TAREFA PROPOSTA 1: Reproduza sem alterações as linhas dos registros, começando na que contém "Dear assistant, the user would like the lighted" e terminando na que contém "[831,27,872,144]", ambas incluídas.

------------------------------------------------

Outro questionamento feito foi se a resolução do TCE poderia atingir de forma retroativa editais anteriores, uma vez que o processo que deu vazão à resolução partiu de chamadas de 2016 e 2017. Conforme o órgão, não. Os editais "cujos projetos aprovados já estavam em execução, por já estarem com os termos de repasse firmados assegurando os direitos e obrigações das partes, não serão afetados pela resolução". "Os editais atingidos são unicamente aqueles que haviam sido lançados com base na Lei nº 119/2012 e que ainda estavam em processo de seleção, sem assinatura dos termos", reforçou a Secult.

Uma vez que os editais cancelados já tinham avançado para fases como habilitação e resultado preliminar de avaliação e seleção de propostas, o V&A questionou também se o avanço deles será totalmente perdido. A Secretaria informou que não será possível "manter ou aproveitar futuramente as inscrições realizadas", uma vez que todo o regramento estrutural das chamadas será reorganizado.

"As inscrições e análises já efetuadas não serão mantidas, sendo necessário que os proponentes interessados inscrevam-se novamente nos futuros editais lançados pela Secult. Esclarecemos que os proponentes poderão adaptar projetos ao novo edital", indica a pasta.

Mais um ponto de dúvida é em relação aos orçamentos dos editais cancelados - R$ 8,2 milhões para o XIV Edital Ceará Cinema e Vídeo, R$ 6.877.492,00 para o XII Edital Ceará de Incentivo às Artes e R$ 1.500.000,00 para Edital Cultura Infância 2020. De acordo com a advogada Cecilia Rabelo, a revogação do edital não implica em perda de recurso. "Existe a dotação orçamentária, vai mudar só o instrumento. Claro, eles podem escolher que vão lançar um edital com outro valor, ou que vão dividir o valor em outros editais", aponta.

------------------------------------------------

TAREFA PROPOSTA 2: Continue o texto sobre os editais culturais cancelados pela Secult a partir do ponto em que ele para.

REGISTROS FORNECIDOS:
------------------------------------------------

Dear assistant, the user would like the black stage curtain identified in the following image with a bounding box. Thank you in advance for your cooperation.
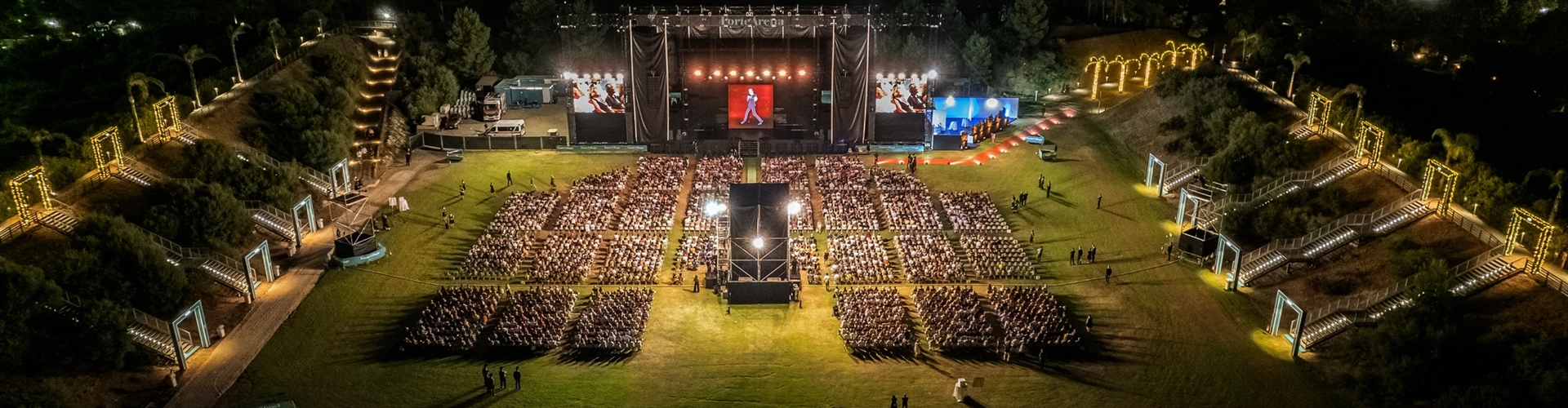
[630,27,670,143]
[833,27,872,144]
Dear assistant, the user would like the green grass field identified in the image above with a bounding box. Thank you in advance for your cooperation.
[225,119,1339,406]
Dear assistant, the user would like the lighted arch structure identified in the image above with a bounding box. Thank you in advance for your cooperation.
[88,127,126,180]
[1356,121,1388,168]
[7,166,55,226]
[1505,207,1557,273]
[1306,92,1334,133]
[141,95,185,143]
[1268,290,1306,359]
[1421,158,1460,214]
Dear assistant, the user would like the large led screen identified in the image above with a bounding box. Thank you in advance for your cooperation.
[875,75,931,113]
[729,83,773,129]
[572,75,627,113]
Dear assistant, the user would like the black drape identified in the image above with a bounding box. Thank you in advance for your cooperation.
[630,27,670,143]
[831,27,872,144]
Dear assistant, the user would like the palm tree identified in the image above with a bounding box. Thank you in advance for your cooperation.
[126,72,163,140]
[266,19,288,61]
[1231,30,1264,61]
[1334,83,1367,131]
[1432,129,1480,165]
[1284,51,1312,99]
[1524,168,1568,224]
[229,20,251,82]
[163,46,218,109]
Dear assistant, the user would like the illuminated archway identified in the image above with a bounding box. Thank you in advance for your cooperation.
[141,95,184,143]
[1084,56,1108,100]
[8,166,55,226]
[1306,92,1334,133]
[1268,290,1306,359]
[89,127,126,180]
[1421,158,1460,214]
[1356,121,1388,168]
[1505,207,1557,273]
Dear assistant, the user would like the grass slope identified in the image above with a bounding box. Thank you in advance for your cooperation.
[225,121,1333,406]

------------------------------------------------

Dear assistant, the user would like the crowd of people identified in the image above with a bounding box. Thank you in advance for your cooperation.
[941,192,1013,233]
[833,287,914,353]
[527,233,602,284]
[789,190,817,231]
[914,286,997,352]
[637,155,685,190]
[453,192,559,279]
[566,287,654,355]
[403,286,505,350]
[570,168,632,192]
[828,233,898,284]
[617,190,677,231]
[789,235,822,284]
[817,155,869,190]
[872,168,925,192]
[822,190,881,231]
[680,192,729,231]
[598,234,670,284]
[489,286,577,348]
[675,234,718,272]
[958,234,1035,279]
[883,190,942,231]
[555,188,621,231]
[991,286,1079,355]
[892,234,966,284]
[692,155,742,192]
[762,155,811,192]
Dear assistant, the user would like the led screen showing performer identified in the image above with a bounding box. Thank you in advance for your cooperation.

------------------------------------------------

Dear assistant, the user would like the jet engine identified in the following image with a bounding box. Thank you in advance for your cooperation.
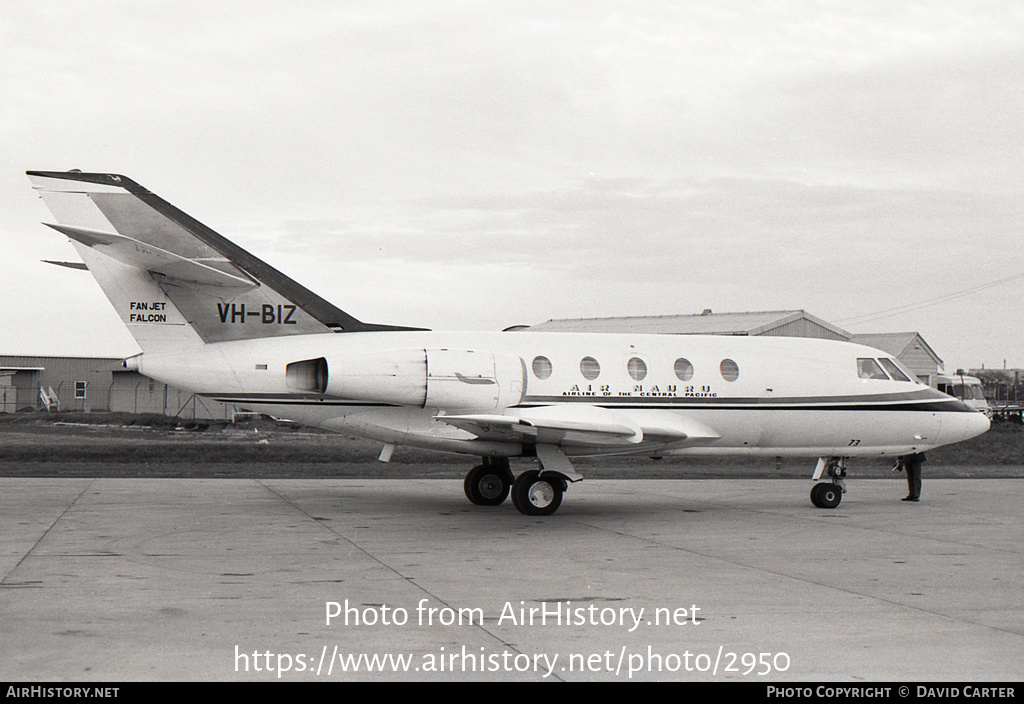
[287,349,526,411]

------------------------------------------------

RESULTADO FINAL 1:
Dear assistant, the user would like the lighted arch structure identified in the image above with a bounding box. Thank you in advance for your cooperation.
[88,127,126,180]
[1356,121,1388,168]
[7,166,55,226]
[1505,207,1557,273]
[1306,92,1334,133]
[141,95,185,143]
[1268,290,1306,359]
[1421,158,1460,214]
Dear assistant, the user would like the large led screen identified in the image above with a bounding box. Thank you in advance for your cooperation.
[875,75,931,113]
[729,83,773,129]
[572,75,627,113]
Dear assistant, the user would like the black drape identified in the image above with a bounding box. Thank you in advance for your cooperation.
[630,27,670,143]
[831,27,872,144]

RESULTADO FINAL 2:
"Talvez a Secult reparta em um só para pessoa física, outro só para pessoa jurídica. Apesar de ficar um pouco mais burocrático para a própria Secretaria, fica mais claro para quem está participando, mais seguro para todo mundo, mais compreensível para os tribunais de contas e para o ministério público", conjectura. Questionada sobre os recursos dos editais cancelados, a Secult afirmou que os orçamentos "estão em análise e serão, inclusive, debatidos com o setor artístico e cultural na ocasião do relançamento". Um dos questionamentos da reportagem foi sobre o prazo da readequação e relançamento dos editais, mas não houve resposta direta a ele.

Por nota, o Tribunal de Contas do Estado do Ceará ressaltou: "A decisão do TCE Ceará acolheu integralmente as sugestões emitidas tanto pelo órgão técnico competente, da Secretaria de Controle Externo no Tribunal de Contas do Estado do Ceará, bem como do Representante do Ministério Público de Contas, na qualidade de fiscal da lei".